→ TASK DESCRIPTION
All of the records below need to be copied exactly.

→ PROVIDED RECORDS

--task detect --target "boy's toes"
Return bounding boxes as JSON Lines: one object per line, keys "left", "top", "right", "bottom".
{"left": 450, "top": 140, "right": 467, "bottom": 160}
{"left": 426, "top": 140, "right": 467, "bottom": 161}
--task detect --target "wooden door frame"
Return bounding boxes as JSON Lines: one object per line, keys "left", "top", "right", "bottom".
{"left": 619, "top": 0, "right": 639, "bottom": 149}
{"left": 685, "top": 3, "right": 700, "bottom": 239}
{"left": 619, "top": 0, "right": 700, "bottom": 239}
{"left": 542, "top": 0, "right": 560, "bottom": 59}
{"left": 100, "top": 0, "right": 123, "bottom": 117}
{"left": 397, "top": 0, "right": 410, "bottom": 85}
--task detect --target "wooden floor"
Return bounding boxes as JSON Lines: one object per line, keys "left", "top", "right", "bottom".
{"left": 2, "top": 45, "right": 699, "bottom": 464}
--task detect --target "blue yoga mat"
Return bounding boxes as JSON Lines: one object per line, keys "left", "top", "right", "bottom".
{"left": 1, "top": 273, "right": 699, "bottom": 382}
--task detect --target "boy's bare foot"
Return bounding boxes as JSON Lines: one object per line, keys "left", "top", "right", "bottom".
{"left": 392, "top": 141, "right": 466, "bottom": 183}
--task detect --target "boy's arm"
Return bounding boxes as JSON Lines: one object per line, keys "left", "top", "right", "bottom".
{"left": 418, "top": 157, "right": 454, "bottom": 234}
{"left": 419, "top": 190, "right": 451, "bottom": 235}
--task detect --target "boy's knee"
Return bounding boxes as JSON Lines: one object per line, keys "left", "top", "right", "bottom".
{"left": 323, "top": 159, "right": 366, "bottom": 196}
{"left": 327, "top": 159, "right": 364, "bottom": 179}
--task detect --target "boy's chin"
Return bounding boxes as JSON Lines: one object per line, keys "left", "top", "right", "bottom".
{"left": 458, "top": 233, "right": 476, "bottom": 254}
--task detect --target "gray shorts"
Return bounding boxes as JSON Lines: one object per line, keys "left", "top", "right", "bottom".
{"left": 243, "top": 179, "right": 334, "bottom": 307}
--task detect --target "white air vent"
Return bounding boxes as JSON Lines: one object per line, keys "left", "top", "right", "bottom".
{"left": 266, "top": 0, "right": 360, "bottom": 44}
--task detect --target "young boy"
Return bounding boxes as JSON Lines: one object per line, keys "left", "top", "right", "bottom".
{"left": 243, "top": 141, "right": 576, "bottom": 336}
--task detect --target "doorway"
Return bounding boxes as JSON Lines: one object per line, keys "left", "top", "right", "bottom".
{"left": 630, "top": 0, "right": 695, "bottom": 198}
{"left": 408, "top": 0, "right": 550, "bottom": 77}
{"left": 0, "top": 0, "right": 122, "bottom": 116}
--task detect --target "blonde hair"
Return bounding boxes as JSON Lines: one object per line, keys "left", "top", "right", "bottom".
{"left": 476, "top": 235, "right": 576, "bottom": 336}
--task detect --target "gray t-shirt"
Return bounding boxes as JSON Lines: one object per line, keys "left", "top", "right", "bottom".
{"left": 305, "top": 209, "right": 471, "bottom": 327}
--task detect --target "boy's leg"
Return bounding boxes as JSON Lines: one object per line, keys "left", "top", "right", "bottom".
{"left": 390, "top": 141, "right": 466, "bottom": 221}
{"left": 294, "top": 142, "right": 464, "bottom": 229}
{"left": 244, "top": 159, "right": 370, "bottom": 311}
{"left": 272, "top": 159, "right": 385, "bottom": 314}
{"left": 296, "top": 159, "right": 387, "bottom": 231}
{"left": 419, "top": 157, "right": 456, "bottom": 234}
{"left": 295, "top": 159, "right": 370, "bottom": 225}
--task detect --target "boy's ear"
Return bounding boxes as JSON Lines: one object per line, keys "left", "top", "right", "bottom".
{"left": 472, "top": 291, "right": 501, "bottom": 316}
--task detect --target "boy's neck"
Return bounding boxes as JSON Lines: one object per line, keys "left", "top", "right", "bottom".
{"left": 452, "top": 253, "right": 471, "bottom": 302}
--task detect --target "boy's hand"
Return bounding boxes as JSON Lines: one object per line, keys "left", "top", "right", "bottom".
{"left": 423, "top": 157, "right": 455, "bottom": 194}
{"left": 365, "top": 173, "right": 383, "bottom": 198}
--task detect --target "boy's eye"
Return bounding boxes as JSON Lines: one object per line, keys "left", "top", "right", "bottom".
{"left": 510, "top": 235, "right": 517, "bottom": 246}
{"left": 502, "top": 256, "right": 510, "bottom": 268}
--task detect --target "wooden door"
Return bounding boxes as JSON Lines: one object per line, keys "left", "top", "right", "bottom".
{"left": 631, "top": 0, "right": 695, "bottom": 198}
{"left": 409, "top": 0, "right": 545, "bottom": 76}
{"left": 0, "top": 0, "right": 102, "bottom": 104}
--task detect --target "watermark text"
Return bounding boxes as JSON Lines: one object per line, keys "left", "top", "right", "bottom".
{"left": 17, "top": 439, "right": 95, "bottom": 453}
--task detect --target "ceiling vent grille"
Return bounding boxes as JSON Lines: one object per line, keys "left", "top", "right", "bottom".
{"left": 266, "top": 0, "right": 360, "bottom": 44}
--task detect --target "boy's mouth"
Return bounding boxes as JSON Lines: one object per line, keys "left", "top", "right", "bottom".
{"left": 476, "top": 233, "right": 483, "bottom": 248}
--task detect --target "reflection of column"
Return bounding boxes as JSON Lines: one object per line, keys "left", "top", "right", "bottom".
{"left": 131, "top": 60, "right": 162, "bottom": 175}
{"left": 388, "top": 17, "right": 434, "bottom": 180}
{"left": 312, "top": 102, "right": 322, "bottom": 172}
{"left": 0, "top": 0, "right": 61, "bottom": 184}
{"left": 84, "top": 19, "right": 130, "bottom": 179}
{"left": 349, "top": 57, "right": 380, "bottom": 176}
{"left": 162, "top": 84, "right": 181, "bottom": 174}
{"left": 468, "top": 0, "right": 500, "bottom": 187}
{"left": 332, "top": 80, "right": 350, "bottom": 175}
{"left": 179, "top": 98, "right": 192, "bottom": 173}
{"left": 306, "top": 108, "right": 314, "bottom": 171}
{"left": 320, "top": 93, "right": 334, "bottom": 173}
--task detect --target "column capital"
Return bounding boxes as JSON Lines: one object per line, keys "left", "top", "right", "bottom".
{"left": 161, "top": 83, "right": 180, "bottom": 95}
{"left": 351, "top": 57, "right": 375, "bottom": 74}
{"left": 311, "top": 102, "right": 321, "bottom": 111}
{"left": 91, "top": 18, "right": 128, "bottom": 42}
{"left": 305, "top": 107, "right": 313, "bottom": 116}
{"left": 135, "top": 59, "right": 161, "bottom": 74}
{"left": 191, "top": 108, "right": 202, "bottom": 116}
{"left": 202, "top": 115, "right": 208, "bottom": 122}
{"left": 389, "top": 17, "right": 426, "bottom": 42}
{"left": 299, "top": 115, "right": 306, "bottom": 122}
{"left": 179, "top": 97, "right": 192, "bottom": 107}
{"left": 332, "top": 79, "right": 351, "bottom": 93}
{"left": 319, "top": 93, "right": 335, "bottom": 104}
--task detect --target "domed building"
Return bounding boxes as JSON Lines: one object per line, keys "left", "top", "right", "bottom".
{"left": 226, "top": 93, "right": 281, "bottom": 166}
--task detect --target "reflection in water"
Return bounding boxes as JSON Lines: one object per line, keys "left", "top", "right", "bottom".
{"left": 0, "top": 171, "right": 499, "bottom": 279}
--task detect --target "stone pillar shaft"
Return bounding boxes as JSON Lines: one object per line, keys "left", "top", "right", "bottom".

→ TASK RESULT
--task detect --target "boy's toes"
Return bounding boxes as JSON Lines: one object per line, keys "left", "top", "right", "bottom".
{"left": 450, "top": 140, "right": 467, "bottom": 160}
{"left": 426, "top": 140, "right": 467, "bottom": 161}
--task detect --target "wooden door frame"
Return bounding boxes as JSON Lines: one object per line, keys "left", "top", "right", "bottom".
{"left": 619, "top": 0, "right": 639, "bottom": 149}
{"left": 685, "top": 3, "right": 700, "bottom": 239}
{"left": 619, "top": 0, "right": 700, "bottom": 239}
{"left": 542, "top": 0, "right": 560, "bottom": 59}
{"left": 100, "top": 0, "right": 123, "bottom": 117}
{"left": 397, "top": 0, "right": 410, "bottom": 85}
--task detect --target "wooden floor"
Return bounding boxes as JSON Lines: one object per line, keys "left", "top", "right", "bottom".
{"left": 2, "top": 45, "right": 699, "bottom": 464}
--task detect --target "blue yoga mat"
Return bounding boxes as JSON Lines: one object per line, keys "left", "top", "right", "bottom".
{"left": 1, "top": 273, "right": 699, "bottom": 382}
--task detect --target "boy's bare foot"
Return bounding boxes as JSON Lines: one object per line, keys "left", "top", "right", "bottom".
{"left": 392, "top": 141, "right": 466, "bottom": 183}
--task detect --target "boy's arm"
Return bounding boxes as JSON Lines: one object per line, keys "left", "top", "right", "bottom".
{"left": 418, "top": 157, "right": 454, "bottom": 234}
{"left": 419, "top": 190, "right": 451, "bottom": 235}
--task detect --target "boy's knee"
Return bounding boxes as JSON Lines: one object per line, keys "left", "top", "right", "bottom".
{"left": 323, "top": 159, "right": 366, "bottom": 196}
{"left": 327, "top": 159, "right": 364, "bottom": 179}
--task detect --target "boy's chin"
Return bounding boxes as JSON Lines: one object per line, keys "left", "top", "right", "bottom".
{"left": 458, "top": 233, "right": 476, "bottom": 254}
--task detect --target "gray shorts"
Return bounding boxes as JSON Lines: one object per line, keys "left", "top", "right", "bottom".
{"left": 243, "top": 179, "right": 334, "bottom": 307}
--task detect --target "white air vent"
Return bounding boxes as JSON Lines: one object per line, keys "left", "top", "right", "bottom".
{"left": 266, "top": 0, "right": 360, "bottom": 44}
--task detect --target "young boy"
Return bounding boxes as JSON Lines: one object per line, keys "left", "top", "right", "bottom".
{"left": 243, "top": 141, "right": 576, "bottom": 336}
--task detect --target "doorway"
Return bounding boxes as JSON Lines: one object per line, keys "left", "top", "right", "bottom".
{"left": 630, "top": 0, "right": 695, "bottom": 198}
{"left": 408, "top": 0, "right": 550, "bottom": 77}
{"left": 0, "top": 0, "right": 122, "bottom": 116}
--task detect --target "blonde hair"
Return bounding boxes as JSON Lines: one object per line, keys "left", "top", "right", "bottom".
{"left": 476, "top": 235, "right": 576, "bottom": 336}
--task detect --target "gray t-shirt"
Return bounding boxes as JSON Lines: one object per line, keys "left", "top", "right", "bottom".
{"left": 305, "top": 209, "right": 471, "bottom": 327}
--task detect --target "boy's leg"
Return bounding boxes as JSON Lines: one object per line, keys "left", "top", "right", "bottom".
{"left": 390, "top": 141, "right": 466, "bottom": 221}
{"left": 294, "top": 142, "right": 464, "bottom": 229}
{"left": 244, "top": 159, "right": 370, "bottom": 311}
{"left": 272, "top": 159, "right": 385, "bottom": 314}
{"left": 296, "top": 159, "right": 387, "bottom": 231}
{"left": 419, "top": 157, "right": 456, "bottom": 234}
{"left": 295, "top": 159, "right": 370, "bottom": 225}
--task detect --target "boy's ear"
Return bounding boxes as JSON Lines: one object per line, keys "left", "top", "right", "bottom".
{"left": 472, "top": 291, "right": 501, "bottom": 316}
--task detect --target "boy's neck"
Return bounding boxes as JSON Lines: one object per line, keys "left", "top", "right", "bottom".
{"left": 452, "top": 253, "right": 471, "bottom": 302}
--task detect --target "boy's hand"
Return bounding boxes as JSON Lines: one object per line, keys "left", "top", "right", "bottom".
{"left": 423, "top": 157, "right": 455, "bottom": 194}
{"left": 365, "top": 173, "right": 383, "bottom": 198}
--task detect --target "boy's eye"
Return bounding boxes as JSON Lines: one object per line, keys "left", "top", "right", "bottom".
{"left": 510, "top": 235, "right": 517, "bottom": 246}
{"left": 502, "top": 256, "right": 510, "bottom": 268}
--task detect --target "wooden door"
Return bounding boxes as JSON Lines: one object per line, keys "left", "top", "right", "bottom".
{"left": 631, "top": 0, "right": 695, "bottom": 198}
{"left": 409, "top": 0, "right": 545, "bottom": 76}
{"left": 0, "top": 0, "right": 102, "bottom": 104}
--task detect --target "watermark text"
Return bounding boxes as JSON Lines: one object per line, keys "left", "top", "right", "bottom".
{"left": 17, "top": 439, "right": 95, "bottom": 453}
--task detect --target "ceiling vent grille"
Return bounding boxes as JSON Lines: one object per line, keys "left", "top", "right", "bottom".
{"left": 266, "top": 0, "right": 360, "bottom": 44}
--task detect --target "boy's mouth"
Return bounding boxes as JSON Lines: one object per line, keys "left", "top", "right", "bottom".
{"left": 476, "top": 233, "right": 483, "bottom": 248}
--task detect --target "reflection of column"
Return bounding boxes as JSON Lines: one object per line, keys "left", "top", "right", "bottom".
{"left": 131, "top": 60, "right": 162, "bottom": 175}
{"left": 388, "top": 17, "right": 434, "bottom": 180}
{"left": 312, "top": 102, "right": 322, "bottom": 172}
{"left": 0, "top": 0, "right": 61, "bottom": 184}
{"left": 84, "top": 19, "right": 130, "bottom": 179}
{"left": 349, "top": 57, "right": 380, "bottom": 176}
{"left": 162, "top": 84, "right": 181, "bottom": 174}
{"left": 468, "top": 0, "right": 500, "bottom": 187}
{"left": 332, "top": 80, "right": 350, "bottom": 175}
{"left": 179, "top": 98, "right": 192, "bottom": 173}
{"left": 306, "top": 108, "right": 314, "bottom": 171}
{"left": 320, "top": 93, "right": 334, "bottom": 173}
--task detect --target "column capital"
Return bounding boxes as JSON Lines: one object per line, keys "left", "top", "right", "bottom".
{"left": 161, "top": 83, "right": 180, "bottom": 95}
{"left": 351, "top": 57, "right": 375, "bottom": 74}
{"left": 311, "top": 102, "right": 321, "bottom": 111}
{"left": 91, "top": 18, "right": 128, "bottom": 42}
{"left": 305, "top": 107, "right": 313, "bottom": 116}
{"left": 135, "top": 59, "right": 161, "bottom": 74}
{"left": 191, "top": 108, "right": 202, "bottom": 116}
{"left": 202, "top": 115, "right": 208, "bottom": 122}
{"left": 389, "top": 17, "right": 426, "bottom": 42}
{"left": 299, "top": 115, "right": 306, "bottom": 122}
{"left": 179, "top": 97, "right": 192, "bottom": 107}
{"left": 332, "top": 79, "right": 351, "bottom": 93}
{"left": 319, "top": 93, "right": 335, "bottom": 104}
--task detect --target "domed building"
Return bounding boxes as JSON Lines: one object per line, keys "left", "top", "right", "bottom".
{"left": 226, "top": 93, "right": 281, "bottom": 166}
--task detect --target "reflection in water"
Return bounding boxes as JSON Lines: one object per line, keys "left", "top", "right", "bottom".
{"left": 0, "top": 171, "right": 499, "bottom": 279}
--task detect --target "stone pillar shaft"
Return bounding boxes as JSON Lines: one object per line, keys "left", "top", "right", "bottom".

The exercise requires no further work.